Work task ▸ Return, word for word, the line containing "Target: woman's hand" and every line after it through the last line of the records below.

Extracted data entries
===============

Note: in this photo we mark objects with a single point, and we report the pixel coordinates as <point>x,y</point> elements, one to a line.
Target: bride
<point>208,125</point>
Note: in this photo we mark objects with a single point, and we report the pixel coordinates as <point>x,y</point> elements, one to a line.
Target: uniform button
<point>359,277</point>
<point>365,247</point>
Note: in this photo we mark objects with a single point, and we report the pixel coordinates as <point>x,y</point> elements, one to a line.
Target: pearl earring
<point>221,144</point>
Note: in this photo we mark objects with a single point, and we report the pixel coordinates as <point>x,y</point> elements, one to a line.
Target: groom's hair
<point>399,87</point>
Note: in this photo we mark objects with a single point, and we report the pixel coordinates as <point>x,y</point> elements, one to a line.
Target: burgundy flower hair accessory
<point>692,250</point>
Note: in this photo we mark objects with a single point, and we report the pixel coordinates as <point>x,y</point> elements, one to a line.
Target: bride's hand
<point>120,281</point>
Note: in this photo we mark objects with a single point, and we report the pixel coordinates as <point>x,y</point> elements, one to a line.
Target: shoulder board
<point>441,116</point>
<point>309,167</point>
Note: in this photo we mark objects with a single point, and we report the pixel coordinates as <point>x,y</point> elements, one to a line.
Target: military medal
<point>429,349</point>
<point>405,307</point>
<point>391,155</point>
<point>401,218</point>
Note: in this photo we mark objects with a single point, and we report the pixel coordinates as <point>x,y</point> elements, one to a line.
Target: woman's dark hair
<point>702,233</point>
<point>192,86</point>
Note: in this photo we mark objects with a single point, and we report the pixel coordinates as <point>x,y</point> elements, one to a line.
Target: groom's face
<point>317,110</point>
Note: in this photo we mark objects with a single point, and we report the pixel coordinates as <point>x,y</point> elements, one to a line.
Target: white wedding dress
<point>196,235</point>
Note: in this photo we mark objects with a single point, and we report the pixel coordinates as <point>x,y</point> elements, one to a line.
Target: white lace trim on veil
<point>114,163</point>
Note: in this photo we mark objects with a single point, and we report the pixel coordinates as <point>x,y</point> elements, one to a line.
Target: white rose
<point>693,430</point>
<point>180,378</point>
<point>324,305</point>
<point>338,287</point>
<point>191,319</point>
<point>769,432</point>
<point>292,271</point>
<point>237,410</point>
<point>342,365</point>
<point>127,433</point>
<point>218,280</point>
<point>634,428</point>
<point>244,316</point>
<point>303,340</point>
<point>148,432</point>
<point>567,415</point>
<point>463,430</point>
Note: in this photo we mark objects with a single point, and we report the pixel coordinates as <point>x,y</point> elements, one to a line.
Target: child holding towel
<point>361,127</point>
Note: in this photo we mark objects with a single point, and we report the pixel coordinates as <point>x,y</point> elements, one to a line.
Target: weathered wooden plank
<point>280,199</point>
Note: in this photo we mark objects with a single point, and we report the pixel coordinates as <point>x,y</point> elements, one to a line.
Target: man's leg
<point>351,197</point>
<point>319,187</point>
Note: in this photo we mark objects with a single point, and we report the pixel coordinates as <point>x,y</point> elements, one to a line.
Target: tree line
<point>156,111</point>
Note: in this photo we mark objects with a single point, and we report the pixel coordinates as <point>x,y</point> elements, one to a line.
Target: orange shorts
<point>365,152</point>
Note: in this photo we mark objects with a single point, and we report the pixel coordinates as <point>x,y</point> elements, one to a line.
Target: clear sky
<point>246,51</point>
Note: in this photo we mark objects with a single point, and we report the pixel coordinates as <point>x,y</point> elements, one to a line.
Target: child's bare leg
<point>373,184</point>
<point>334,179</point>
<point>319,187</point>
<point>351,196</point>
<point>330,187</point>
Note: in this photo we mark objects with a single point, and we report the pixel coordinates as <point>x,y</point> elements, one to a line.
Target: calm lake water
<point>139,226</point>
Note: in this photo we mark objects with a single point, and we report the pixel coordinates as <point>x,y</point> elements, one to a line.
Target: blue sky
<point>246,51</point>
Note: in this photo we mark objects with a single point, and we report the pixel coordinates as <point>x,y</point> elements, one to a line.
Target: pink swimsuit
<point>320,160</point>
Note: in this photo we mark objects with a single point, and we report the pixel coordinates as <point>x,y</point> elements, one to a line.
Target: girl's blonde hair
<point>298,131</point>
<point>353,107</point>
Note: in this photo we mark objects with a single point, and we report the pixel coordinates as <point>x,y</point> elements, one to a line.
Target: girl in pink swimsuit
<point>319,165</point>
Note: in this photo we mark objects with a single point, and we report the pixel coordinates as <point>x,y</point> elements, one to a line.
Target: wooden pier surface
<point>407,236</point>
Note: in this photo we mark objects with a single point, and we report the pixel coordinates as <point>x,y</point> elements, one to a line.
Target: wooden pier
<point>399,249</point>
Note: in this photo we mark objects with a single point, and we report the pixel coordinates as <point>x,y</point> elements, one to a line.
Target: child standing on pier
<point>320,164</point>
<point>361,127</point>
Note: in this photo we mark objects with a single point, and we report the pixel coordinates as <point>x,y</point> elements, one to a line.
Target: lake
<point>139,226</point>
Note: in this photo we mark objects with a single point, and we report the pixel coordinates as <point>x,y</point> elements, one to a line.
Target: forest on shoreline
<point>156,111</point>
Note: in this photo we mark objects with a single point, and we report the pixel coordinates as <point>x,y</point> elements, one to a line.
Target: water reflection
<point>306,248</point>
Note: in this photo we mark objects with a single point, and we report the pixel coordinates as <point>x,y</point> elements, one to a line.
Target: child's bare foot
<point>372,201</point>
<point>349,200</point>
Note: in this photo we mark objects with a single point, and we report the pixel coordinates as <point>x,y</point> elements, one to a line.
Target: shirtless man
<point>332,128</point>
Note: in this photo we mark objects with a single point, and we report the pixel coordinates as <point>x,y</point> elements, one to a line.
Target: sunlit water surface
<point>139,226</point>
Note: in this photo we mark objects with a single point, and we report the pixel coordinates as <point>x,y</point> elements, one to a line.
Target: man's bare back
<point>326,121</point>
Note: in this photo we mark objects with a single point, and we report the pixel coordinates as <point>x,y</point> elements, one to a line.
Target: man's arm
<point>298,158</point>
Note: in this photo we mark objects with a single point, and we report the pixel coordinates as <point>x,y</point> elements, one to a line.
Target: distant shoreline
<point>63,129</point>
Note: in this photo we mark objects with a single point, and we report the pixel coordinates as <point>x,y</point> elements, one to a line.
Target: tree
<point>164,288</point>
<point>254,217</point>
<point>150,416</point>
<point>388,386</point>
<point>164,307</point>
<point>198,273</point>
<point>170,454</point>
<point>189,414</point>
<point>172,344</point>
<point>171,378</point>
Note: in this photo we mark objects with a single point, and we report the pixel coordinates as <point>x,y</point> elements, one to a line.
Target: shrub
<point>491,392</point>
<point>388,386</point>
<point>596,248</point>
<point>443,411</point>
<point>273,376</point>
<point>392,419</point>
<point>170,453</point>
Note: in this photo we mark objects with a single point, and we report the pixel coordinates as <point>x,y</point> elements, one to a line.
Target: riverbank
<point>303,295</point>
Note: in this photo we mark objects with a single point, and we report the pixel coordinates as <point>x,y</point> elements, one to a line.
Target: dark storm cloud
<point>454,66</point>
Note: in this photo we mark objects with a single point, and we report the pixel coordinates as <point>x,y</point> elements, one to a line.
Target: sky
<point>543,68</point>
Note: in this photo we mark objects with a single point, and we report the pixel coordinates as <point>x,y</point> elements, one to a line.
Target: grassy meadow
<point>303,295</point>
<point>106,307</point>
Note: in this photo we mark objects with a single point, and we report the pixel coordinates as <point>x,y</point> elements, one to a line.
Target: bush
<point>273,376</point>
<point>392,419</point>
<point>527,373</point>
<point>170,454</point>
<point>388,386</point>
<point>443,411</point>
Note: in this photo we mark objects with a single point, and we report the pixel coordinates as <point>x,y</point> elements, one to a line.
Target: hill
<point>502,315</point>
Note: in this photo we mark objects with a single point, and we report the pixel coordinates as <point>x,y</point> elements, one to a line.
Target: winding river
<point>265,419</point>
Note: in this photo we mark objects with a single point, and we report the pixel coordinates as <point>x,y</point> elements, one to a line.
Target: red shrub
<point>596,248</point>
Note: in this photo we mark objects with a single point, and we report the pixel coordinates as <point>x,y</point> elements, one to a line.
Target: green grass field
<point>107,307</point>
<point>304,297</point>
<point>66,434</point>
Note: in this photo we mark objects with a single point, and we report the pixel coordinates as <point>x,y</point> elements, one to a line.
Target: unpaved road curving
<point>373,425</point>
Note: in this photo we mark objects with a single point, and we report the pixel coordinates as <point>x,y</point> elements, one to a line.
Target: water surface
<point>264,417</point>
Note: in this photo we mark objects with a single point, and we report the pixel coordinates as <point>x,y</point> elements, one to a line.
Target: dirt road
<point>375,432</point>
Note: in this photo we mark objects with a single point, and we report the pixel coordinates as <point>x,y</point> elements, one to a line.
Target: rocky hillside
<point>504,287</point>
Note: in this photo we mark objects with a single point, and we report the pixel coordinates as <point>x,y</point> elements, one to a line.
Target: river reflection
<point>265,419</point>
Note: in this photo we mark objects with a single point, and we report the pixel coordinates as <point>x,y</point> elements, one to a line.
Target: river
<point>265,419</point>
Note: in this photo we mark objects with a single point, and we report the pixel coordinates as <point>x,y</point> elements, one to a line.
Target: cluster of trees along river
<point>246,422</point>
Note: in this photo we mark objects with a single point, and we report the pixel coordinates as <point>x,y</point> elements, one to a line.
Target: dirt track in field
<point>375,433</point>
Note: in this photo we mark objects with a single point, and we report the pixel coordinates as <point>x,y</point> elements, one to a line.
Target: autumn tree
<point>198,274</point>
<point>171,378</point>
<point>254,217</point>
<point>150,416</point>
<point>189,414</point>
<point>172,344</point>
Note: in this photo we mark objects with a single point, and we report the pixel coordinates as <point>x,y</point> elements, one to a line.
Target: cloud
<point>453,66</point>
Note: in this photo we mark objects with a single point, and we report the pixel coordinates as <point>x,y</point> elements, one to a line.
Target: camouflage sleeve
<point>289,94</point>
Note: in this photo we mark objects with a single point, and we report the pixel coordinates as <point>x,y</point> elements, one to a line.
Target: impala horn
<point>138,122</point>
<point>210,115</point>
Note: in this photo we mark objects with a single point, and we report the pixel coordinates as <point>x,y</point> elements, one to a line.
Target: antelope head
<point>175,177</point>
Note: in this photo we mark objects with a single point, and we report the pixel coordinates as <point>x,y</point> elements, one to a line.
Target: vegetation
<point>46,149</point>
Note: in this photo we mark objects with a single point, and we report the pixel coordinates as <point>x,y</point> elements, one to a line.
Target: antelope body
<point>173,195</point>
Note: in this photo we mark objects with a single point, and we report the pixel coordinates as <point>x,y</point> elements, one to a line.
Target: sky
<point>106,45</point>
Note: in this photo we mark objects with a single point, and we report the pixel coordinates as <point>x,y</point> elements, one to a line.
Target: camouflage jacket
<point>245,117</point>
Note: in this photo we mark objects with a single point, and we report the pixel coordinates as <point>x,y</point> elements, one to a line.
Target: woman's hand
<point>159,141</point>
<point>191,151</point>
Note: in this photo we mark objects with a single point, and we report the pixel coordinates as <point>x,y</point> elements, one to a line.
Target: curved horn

===============

Completed exercise ▸
Target: woman's hand
<point>159,141</point>
<point>191,151</point>
Note: in this photo we mark objects with a single point, and we report the pixel coordinates as <point>x,y</point> elements, one to a line.
Target: curved horn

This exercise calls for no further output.